(Excerpts from a segmentation dataset)
▶

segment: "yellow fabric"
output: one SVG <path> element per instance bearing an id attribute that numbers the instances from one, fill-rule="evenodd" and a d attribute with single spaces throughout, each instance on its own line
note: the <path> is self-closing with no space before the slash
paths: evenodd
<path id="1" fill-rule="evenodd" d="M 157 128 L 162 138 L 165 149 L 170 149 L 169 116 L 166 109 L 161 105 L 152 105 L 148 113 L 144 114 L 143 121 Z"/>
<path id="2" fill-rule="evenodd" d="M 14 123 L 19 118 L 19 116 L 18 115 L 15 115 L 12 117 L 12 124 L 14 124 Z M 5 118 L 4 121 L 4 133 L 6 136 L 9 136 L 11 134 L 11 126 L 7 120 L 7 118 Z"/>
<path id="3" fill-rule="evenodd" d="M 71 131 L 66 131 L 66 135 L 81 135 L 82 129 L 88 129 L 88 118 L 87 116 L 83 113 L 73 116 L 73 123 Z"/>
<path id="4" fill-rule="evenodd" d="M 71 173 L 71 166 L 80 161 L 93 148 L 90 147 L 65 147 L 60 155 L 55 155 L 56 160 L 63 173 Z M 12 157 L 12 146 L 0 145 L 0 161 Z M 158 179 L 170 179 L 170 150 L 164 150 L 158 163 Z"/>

◀

GIVEN INSTRUCTION: Render every line of the records above as a Markdown table with the columns "Row" and "Line," omitting blank lines. Number the rows consecutively from 1.

WRITTEN ANSWER:
| Row | Line |
|---|---|
| 1 | segment: "yellow fabric" |
| 2 | output: one SVG <path> element per instance bearing an id attribute that numbers the instances from one, fill-rule="evenodd" and a d attribute with single spaces throughout, each instance on its own line |
| 3 | note: the <path> is self-closing with no space before the slash |
| 4 | paths: evenodd |
| 5 | <path id="1" fill-rule="evenodd" d="M 157 128 L 162 138 L 165 149 L 170 149 L 169 116 L 166 109 L 161 105 L 152 105 L 148 113 L 144 114 L 143 121 Z"/> |
| 6 | <path id="2" fill-rule="evenodd" d="M 14 123 L 19 118 L 19 116 L 18 115 L 15 115 L 12 117 L 12 124 L 14 124 Z M 5 118 L 4 121 L 4 133 L 6 136 L 9 136 L 11 134 L 11 126 L 7 120 L 7 118 Z"/> |
| 7 | <path id="3" fill-rule="evenodd" d="M 71 131 L 66 131 L 66 135 L 81 135 L 82 129 L 88 129 L 88 118 L 87 116 L 83 113 L 73 116 L 73 123 Z"/> |
| 8 | <path id="4" fill-rule="evenodd" d="M 71 173 L 71 166 L 80 161 L 93 148 L 90 147 L 65 147 L 60 155 L 55 155 L 56 160 L 63 173 Z M 12 157 L 12 146 L 0 145 L 0 161 Z M 158 179 L 170 179 L 170 150 L 164 150 L 158 163 Z"/> |